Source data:
◇ ◇ ◇ ◇ ◇

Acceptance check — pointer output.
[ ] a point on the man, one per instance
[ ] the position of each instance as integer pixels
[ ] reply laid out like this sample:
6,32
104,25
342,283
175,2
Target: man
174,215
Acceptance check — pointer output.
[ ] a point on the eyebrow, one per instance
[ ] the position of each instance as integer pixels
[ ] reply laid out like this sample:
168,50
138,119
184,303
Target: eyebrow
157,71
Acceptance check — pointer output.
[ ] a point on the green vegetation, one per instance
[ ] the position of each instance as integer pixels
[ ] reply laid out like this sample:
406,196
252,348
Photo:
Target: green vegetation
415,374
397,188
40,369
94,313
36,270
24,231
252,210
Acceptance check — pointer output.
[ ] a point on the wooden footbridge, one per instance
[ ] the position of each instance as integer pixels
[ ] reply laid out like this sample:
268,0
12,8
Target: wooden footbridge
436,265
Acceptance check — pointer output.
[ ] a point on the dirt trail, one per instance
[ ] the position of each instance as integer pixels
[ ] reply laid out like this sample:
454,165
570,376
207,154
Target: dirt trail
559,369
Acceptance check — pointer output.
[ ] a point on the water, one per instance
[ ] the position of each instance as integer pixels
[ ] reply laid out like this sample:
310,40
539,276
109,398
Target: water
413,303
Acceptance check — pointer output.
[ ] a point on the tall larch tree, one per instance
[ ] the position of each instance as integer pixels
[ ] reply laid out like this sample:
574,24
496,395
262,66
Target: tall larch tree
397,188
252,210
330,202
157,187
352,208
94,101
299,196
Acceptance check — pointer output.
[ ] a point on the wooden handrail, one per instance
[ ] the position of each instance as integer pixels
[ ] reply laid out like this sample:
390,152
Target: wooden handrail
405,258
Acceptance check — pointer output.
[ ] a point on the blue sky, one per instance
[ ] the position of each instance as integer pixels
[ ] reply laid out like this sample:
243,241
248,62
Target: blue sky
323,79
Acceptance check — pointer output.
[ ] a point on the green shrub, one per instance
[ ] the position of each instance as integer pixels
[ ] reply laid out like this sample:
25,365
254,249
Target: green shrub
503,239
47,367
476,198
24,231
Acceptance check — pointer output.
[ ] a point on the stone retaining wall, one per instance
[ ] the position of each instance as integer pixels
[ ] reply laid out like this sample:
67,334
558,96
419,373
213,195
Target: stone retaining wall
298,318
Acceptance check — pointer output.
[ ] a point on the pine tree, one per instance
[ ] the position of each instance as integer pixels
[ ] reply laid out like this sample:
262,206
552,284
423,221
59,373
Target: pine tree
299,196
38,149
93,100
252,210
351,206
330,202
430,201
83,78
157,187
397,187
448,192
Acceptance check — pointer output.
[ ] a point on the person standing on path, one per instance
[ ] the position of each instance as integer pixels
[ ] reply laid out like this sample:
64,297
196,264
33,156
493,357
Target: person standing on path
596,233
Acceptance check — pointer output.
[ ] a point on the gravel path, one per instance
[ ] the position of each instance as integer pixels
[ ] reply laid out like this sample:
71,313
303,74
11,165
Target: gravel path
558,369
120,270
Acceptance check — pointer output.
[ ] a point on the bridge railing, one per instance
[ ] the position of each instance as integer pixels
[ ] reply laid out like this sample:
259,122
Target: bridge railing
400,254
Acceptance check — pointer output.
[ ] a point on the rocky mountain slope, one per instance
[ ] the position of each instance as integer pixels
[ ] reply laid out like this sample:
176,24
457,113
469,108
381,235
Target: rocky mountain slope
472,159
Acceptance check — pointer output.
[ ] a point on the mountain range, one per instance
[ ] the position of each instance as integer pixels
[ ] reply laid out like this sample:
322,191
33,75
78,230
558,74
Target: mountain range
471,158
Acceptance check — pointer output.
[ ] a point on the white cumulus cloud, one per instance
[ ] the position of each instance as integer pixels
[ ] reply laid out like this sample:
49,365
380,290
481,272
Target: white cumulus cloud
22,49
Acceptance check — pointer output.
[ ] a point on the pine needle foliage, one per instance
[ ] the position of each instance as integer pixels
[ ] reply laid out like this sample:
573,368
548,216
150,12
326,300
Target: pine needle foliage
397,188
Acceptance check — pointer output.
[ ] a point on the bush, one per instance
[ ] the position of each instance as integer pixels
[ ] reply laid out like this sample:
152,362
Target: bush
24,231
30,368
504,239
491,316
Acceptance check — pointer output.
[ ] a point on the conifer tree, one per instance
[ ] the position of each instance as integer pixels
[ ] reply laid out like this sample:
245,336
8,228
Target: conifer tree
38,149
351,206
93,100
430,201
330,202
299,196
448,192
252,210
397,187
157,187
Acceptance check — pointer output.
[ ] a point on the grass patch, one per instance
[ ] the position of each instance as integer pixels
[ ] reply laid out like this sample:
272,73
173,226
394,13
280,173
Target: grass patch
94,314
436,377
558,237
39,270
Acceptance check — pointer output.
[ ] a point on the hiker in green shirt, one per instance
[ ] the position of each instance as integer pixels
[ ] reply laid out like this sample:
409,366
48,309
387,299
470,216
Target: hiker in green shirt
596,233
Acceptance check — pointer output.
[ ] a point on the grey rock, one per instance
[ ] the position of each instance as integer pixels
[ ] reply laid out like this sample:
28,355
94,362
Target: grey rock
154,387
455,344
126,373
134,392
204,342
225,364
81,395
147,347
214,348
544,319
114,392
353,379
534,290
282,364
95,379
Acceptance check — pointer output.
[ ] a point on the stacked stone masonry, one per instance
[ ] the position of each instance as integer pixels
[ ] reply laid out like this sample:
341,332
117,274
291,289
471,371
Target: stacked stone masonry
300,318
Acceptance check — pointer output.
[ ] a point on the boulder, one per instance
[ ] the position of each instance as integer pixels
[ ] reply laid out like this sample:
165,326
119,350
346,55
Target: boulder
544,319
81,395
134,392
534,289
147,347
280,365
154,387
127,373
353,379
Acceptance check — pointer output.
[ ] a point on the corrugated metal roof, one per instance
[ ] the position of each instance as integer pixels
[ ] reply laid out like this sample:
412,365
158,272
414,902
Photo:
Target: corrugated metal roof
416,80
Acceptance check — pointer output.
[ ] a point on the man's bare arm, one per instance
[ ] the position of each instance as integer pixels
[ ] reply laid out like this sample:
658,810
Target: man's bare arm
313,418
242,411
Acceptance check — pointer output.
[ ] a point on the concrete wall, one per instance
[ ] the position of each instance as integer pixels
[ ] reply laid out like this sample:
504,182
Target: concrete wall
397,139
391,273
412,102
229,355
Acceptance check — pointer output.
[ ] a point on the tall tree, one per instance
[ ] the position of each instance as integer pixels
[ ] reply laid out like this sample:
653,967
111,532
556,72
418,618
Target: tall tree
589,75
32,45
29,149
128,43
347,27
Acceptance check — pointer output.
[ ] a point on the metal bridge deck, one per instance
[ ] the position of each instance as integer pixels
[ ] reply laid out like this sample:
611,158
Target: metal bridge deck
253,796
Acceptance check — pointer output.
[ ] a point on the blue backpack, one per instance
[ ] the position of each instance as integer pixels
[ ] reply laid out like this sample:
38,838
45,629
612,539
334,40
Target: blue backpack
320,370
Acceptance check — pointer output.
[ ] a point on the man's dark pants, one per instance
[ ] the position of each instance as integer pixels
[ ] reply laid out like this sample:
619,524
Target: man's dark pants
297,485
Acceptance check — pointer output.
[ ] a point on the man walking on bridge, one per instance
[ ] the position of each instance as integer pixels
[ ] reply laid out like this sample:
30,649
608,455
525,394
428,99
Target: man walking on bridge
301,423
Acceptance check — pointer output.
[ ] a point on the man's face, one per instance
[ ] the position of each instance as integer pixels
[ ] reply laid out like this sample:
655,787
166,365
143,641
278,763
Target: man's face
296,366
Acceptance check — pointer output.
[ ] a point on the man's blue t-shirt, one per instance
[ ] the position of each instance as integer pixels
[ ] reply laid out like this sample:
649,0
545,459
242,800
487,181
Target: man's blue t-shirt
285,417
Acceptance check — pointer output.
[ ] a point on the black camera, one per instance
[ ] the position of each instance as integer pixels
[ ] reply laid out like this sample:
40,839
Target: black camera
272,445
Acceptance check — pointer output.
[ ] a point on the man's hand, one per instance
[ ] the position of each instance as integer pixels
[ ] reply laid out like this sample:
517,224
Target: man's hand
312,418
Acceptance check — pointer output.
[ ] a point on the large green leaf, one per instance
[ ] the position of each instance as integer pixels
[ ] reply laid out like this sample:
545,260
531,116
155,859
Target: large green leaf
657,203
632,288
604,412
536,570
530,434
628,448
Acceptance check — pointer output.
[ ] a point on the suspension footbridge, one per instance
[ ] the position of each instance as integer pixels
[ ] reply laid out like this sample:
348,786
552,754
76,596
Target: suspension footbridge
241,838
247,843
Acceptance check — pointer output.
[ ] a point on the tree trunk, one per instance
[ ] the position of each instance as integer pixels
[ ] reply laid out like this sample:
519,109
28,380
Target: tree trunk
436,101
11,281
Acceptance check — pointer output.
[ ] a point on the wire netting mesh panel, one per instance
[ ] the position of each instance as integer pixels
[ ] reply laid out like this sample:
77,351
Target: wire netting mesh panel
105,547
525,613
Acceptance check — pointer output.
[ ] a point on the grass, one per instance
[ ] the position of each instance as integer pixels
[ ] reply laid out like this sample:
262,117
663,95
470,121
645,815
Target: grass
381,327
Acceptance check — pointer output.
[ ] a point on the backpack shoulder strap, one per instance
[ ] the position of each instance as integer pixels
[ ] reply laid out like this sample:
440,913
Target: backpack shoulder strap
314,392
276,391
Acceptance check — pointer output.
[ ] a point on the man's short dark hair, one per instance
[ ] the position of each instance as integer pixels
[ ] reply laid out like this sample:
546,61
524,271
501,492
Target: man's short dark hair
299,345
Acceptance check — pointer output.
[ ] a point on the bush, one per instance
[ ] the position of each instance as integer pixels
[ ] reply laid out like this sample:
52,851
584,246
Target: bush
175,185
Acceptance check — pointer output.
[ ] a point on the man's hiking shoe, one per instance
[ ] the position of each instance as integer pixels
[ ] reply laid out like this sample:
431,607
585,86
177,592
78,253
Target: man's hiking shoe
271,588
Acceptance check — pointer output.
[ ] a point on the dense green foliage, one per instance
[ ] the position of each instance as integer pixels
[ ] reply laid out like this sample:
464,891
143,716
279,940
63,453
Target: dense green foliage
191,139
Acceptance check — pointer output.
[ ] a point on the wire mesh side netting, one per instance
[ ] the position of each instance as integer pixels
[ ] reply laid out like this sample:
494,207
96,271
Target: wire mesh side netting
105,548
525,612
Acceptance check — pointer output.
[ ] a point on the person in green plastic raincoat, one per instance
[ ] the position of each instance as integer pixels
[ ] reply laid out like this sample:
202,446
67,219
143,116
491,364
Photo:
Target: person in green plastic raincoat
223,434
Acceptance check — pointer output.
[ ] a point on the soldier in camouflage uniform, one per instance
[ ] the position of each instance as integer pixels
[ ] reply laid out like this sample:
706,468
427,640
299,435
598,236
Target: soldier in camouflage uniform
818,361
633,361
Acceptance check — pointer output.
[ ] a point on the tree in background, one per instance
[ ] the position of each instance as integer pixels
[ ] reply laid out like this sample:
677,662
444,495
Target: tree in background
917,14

◇ ◇ ◇ ◇ ◇

WORK REQUIRED:
Show every line in the records above that contains the word "stacked". Case counts.

RESULT OF THE TASK:
[ ] a point on the stacked stone masonry, one per instance
Target: stacked stone masonry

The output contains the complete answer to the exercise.